- [INPUT MATERIAL]

☆ ☆ ☆ ☆ ☆

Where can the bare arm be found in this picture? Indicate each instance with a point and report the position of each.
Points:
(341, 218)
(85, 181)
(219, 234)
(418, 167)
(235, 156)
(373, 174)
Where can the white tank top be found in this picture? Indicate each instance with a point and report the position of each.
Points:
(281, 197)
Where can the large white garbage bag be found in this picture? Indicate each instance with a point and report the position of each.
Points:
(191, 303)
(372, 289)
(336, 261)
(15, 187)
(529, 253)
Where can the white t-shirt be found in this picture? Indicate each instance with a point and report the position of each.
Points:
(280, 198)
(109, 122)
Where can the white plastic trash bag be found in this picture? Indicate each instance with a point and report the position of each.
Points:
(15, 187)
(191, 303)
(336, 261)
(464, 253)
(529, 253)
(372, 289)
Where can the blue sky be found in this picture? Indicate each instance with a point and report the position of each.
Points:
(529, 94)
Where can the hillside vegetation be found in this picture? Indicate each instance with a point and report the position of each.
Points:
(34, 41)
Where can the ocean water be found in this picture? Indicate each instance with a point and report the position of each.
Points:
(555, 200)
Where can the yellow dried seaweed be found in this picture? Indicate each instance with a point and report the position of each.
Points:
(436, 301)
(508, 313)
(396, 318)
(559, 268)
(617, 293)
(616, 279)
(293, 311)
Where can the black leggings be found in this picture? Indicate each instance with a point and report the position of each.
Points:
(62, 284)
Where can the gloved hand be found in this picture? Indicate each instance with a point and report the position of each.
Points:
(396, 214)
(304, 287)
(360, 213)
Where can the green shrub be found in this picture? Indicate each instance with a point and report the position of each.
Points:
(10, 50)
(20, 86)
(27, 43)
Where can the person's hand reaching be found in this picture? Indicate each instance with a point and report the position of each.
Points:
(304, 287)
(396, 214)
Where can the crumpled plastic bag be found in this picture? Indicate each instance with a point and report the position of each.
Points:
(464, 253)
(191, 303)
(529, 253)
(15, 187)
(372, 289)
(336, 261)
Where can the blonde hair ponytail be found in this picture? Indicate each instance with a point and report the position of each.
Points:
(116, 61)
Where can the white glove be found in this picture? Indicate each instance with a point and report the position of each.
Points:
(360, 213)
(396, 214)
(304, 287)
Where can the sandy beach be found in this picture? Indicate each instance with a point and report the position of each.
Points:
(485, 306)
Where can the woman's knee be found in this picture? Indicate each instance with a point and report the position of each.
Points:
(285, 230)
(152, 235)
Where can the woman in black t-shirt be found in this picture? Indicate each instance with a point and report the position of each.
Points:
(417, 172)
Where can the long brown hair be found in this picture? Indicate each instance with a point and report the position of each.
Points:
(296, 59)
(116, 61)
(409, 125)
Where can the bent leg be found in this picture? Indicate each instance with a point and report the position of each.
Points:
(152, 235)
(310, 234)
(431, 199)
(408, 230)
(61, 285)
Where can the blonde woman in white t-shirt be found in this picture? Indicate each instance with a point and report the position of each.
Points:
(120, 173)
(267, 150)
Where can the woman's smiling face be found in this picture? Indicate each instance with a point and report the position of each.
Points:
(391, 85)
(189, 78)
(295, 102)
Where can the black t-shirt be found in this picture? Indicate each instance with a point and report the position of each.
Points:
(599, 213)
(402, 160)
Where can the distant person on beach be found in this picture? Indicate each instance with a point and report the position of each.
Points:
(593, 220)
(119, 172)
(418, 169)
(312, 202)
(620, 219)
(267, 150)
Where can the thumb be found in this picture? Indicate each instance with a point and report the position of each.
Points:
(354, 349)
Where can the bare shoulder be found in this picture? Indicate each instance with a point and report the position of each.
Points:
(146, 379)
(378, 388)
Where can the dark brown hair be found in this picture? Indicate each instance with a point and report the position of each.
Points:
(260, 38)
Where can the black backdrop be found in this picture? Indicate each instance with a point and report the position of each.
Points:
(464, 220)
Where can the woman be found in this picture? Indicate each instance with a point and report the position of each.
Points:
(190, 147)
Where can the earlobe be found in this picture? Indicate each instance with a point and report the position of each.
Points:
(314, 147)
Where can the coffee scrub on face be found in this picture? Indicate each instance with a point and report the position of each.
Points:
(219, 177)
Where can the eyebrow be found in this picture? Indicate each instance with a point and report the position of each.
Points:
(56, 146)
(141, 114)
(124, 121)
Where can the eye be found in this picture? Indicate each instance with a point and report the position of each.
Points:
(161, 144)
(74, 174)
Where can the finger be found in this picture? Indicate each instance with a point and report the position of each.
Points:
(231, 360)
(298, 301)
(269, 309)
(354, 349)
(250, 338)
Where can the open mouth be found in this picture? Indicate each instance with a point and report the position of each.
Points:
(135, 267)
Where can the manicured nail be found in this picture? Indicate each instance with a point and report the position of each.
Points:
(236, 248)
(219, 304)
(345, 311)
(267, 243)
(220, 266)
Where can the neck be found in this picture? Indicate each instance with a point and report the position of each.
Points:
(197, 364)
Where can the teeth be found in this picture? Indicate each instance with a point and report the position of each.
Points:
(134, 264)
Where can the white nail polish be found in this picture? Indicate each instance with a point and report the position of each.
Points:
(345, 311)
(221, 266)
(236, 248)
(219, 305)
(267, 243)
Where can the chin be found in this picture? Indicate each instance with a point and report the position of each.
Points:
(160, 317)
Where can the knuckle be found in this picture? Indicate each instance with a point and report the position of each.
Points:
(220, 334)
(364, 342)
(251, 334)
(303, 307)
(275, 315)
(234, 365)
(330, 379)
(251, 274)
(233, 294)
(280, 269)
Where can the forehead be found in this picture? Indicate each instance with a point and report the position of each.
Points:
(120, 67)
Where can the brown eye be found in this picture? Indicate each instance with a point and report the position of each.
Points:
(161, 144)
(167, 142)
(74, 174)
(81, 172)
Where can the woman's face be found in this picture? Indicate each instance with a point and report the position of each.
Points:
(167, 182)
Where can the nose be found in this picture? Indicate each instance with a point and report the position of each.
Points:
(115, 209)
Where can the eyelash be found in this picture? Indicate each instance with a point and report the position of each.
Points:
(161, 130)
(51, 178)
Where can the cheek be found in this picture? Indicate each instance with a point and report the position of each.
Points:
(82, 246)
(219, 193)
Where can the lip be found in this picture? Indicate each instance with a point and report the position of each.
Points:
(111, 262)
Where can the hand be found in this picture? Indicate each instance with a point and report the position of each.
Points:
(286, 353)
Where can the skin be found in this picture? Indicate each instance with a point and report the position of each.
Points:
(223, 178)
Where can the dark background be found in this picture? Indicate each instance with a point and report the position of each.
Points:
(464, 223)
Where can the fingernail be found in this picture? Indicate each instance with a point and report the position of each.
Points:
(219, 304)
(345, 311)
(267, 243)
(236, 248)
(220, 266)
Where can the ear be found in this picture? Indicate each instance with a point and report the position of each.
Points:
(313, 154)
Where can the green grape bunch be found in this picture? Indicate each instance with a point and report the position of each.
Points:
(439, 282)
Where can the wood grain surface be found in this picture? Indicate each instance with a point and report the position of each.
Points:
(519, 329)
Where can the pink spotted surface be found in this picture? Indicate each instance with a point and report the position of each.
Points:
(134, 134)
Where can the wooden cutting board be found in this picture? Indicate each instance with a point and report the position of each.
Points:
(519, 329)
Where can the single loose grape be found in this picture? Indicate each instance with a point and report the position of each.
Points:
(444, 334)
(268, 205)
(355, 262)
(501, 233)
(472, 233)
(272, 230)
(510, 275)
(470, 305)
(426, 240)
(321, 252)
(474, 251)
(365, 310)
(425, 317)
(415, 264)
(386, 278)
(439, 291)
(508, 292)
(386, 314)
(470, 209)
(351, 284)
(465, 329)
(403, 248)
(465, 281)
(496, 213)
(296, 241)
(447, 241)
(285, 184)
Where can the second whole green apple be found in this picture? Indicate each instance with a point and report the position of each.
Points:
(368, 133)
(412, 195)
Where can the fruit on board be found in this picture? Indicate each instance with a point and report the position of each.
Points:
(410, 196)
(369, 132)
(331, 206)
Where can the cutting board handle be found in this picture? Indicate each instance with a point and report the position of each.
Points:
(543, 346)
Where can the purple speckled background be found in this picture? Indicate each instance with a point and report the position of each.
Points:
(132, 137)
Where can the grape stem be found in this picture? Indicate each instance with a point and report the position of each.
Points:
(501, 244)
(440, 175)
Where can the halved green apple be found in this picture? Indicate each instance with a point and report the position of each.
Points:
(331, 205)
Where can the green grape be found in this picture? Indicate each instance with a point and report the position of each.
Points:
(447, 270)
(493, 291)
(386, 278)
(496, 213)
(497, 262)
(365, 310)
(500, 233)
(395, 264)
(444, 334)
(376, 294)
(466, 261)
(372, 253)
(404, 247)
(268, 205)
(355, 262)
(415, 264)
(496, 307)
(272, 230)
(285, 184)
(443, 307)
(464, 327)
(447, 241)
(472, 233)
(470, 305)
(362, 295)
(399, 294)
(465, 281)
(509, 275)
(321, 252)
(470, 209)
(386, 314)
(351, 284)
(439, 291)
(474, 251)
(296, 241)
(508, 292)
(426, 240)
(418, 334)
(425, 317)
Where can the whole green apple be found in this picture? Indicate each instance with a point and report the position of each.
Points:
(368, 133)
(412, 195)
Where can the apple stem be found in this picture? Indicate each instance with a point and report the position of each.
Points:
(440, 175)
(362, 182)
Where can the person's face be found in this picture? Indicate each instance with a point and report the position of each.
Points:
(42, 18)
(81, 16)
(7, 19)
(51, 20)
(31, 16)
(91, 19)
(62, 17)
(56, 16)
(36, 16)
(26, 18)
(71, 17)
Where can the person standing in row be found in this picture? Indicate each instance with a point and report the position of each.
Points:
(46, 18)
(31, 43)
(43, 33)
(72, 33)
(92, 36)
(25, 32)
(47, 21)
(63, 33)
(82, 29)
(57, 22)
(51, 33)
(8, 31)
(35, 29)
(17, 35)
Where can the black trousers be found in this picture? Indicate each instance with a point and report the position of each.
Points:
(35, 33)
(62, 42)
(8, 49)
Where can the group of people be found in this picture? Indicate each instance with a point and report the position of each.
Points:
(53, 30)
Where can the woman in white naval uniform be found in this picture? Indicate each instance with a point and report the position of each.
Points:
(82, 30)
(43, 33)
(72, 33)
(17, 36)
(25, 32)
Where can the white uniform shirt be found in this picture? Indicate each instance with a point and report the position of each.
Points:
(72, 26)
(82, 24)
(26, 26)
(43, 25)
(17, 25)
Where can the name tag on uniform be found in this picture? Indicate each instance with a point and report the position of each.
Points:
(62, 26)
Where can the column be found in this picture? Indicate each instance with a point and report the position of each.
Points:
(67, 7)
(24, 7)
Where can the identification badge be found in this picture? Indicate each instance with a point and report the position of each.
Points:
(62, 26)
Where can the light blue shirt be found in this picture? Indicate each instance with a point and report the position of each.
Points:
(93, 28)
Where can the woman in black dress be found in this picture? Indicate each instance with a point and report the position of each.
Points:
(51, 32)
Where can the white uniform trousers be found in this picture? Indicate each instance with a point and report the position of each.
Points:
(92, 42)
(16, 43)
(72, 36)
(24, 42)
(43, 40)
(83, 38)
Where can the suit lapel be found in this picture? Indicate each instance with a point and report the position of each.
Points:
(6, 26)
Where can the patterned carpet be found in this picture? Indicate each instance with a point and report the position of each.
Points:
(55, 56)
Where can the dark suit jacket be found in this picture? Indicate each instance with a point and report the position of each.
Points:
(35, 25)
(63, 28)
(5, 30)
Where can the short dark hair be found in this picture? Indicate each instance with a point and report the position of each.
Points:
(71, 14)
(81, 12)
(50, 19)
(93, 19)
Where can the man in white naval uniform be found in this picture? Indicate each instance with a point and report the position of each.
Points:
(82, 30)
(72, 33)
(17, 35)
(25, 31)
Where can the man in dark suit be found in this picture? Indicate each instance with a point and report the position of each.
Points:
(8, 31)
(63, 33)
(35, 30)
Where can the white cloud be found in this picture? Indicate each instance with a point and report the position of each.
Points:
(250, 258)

☆ ☆ ☆ ☆ ☆

- [WORK TO COMPLETE] Look through the listing and return each line containing the word "hair".

- [ANSWER SPACE]
Where can the blonde hair ponytail be found in this picture? Indicate each instance with a point and report the position of each.
Where can the long brown hair be found in this picture? Indicate each instance with a point and report the position of each.
Where can the dark brown hair be found in this picture? Indicate each instance with a point and report the position of each.
Where can the short dark hair be found in this picture? Indicate each instance with a point and report the position of each.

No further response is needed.